BRIEF:
A complete answer includes every line below with the word "white".
::: PROVIDED ENTRIES :::
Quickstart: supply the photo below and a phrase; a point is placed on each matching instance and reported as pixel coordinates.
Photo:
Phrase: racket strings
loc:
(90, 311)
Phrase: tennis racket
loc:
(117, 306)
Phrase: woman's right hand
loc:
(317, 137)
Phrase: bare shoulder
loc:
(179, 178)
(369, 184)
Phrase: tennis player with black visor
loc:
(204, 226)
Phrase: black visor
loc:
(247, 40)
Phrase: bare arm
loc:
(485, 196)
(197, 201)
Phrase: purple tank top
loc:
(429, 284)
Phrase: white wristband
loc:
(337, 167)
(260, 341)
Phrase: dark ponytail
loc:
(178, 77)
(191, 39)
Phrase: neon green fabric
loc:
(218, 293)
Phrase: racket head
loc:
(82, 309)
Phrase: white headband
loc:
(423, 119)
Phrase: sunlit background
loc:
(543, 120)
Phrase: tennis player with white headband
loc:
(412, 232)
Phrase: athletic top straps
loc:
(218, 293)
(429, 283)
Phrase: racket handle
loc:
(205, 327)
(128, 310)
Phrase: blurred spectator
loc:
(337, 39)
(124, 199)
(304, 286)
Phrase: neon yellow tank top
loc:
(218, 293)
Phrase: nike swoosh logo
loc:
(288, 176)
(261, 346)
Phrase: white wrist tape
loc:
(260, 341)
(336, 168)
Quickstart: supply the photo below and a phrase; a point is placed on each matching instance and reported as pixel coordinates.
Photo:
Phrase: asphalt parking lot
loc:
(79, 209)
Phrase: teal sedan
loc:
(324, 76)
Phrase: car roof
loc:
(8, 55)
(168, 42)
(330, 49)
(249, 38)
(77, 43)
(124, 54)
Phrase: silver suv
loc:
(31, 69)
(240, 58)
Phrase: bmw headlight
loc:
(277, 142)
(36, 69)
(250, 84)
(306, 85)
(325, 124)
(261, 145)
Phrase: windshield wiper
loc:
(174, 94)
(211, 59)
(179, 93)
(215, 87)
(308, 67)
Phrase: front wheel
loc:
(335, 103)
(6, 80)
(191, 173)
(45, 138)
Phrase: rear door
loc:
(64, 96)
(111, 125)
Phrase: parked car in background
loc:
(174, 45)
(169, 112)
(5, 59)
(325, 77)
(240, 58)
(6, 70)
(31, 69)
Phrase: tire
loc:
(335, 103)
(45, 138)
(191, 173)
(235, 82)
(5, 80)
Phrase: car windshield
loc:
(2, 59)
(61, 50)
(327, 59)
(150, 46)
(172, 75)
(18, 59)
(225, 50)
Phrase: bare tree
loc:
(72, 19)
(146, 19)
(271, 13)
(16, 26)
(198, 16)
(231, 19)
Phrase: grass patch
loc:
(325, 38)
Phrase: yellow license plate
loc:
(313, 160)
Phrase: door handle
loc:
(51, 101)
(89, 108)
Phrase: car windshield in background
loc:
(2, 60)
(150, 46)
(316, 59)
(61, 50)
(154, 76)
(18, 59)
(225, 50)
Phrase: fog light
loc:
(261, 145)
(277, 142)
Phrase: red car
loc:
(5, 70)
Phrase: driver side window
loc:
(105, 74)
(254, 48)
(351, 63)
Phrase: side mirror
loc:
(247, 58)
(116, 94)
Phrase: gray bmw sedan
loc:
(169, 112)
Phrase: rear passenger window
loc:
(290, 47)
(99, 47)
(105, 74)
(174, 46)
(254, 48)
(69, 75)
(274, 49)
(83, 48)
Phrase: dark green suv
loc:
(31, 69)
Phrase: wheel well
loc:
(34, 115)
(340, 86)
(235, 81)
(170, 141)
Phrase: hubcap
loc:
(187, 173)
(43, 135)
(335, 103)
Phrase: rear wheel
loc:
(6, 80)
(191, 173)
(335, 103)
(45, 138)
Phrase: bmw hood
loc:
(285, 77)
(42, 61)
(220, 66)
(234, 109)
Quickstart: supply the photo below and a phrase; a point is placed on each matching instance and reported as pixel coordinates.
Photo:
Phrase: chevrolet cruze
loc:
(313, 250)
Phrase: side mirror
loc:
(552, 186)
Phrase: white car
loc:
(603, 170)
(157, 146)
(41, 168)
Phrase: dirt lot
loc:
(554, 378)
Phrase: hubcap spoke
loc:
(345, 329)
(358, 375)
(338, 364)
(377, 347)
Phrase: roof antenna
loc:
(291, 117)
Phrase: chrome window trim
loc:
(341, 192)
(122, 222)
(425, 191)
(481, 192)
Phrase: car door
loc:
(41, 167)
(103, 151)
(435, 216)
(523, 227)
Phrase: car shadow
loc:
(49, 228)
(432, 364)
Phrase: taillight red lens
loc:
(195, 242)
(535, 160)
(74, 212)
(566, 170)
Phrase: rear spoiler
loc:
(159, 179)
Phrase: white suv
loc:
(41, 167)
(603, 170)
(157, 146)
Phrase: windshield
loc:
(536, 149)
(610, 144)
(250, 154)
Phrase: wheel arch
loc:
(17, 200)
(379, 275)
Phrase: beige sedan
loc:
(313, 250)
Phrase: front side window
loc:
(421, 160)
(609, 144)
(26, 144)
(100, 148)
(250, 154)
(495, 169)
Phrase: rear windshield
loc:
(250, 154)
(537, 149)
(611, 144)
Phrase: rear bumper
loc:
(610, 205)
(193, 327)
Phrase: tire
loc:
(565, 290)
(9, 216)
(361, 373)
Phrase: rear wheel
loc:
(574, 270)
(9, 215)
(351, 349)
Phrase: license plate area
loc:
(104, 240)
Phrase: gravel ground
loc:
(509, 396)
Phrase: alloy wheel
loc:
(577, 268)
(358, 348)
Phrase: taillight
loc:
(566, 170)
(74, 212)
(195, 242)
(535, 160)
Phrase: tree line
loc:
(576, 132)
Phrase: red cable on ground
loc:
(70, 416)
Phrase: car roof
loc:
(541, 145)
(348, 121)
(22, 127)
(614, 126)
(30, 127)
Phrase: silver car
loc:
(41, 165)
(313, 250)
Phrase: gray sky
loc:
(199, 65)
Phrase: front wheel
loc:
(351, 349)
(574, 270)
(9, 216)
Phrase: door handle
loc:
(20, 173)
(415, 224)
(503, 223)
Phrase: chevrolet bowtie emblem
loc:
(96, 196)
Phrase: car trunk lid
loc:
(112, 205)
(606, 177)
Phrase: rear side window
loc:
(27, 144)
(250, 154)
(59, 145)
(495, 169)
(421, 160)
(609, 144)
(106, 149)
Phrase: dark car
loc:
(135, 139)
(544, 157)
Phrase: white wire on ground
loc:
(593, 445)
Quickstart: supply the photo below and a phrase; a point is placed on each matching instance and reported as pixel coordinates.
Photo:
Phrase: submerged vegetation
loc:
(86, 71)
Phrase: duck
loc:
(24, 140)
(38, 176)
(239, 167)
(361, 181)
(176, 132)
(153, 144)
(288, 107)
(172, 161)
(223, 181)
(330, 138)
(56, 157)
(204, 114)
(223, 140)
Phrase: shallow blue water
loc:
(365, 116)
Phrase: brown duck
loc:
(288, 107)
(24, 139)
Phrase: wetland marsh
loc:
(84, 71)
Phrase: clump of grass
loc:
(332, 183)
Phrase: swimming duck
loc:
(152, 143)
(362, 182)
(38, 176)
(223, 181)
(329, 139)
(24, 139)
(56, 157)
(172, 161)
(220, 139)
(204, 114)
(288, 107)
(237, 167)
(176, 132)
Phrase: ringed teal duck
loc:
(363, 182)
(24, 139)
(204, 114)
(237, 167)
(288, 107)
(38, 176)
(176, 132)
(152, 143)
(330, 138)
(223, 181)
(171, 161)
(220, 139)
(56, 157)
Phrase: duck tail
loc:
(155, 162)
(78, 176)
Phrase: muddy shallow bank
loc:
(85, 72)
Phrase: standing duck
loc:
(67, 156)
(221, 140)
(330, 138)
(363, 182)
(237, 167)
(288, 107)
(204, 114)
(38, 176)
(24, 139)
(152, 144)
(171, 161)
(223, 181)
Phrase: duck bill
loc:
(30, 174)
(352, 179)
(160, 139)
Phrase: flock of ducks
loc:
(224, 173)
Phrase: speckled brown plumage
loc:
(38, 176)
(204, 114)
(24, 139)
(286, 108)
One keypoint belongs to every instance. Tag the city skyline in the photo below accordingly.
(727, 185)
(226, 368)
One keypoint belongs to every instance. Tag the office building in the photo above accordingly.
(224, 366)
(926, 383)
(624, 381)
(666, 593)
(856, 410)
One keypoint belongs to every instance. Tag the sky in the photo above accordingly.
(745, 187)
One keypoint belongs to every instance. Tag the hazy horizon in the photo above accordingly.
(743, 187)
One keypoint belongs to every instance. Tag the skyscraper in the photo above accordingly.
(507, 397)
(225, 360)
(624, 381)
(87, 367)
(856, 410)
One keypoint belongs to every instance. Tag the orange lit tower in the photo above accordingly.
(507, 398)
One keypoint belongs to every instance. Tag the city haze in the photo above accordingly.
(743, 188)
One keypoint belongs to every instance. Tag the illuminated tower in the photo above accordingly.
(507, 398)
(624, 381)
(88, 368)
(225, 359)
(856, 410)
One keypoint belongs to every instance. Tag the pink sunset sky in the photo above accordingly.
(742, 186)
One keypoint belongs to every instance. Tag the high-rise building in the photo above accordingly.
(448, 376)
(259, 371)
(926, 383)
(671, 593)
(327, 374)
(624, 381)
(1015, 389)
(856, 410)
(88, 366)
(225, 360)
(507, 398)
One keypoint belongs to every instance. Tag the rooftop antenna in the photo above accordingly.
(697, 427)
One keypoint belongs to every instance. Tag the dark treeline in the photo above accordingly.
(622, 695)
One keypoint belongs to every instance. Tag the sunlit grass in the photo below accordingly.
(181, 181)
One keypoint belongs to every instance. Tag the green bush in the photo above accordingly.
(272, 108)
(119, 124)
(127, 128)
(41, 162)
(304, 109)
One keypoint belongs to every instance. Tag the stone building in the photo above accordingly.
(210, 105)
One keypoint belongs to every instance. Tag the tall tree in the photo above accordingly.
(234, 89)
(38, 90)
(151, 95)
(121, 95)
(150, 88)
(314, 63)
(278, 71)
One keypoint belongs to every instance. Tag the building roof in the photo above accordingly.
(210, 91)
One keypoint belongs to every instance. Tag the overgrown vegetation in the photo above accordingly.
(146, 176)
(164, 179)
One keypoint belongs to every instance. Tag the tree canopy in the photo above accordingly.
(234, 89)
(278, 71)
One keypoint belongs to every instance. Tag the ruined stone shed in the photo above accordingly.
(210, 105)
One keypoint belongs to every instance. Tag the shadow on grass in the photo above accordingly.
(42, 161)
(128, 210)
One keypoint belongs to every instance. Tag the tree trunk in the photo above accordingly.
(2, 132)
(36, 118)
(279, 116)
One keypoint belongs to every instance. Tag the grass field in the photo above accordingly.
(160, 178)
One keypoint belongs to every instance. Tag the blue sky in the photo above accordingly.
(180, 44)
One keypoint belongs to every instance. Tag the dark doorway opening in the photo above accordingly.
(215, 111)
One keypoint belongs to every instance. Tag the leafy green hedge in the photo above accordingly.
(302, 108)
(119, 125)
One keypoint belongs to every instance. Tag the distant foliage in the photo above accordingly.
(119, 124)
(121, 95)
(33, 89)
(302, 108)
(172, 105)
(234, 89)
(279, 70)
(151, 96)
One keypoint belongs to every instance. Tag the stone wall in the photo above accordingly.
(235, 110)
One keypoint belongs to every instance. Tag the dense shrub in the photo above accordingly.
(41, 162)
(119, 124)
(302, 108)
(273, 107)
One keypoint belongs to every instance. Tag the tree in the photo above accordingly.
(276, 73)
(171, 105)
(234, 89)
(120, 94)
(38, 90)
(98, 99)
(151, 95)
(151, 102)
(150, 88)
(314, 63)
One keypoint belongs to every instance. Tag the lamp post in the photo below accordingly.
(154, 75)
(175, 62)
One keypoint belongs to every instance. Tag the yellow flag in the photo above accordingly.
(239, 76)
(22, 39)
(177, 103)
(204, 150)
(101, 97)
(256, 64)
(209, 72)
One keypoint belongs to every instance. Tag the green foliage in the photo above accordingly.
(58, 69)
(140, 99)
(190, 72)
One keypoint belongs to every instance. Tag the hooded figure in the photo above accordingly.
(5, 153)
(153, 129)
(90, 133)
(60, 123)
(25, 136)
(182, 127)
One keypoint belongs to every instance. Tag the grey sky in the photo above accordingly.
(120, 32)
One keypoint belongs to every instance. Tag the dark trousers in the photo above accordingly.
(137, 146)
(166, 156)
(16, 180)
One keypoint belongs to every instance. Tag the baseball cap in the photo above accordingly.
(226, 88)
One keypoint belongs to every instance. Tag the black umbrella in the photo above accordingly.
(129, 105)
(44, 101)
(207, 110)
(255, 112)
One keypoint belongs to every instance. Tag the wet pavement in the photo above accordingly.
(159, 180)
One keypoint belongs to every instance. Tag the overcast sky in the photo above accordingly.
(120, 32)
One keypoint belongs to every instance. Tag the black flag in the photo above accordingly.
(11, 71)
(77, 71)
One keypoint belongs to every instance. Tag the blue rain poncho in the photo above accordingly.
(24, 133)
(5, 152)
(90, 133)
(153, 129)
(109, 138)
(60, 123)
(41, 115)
:::
RESULT OF THIS EXERCISE:
Phrase: white wristband
Phrase: white headband
Phrase: tennis player with white headband
Phrase: white wrist tape
Phrase: white car
Phrase: white suv
Phrase: white wire on ground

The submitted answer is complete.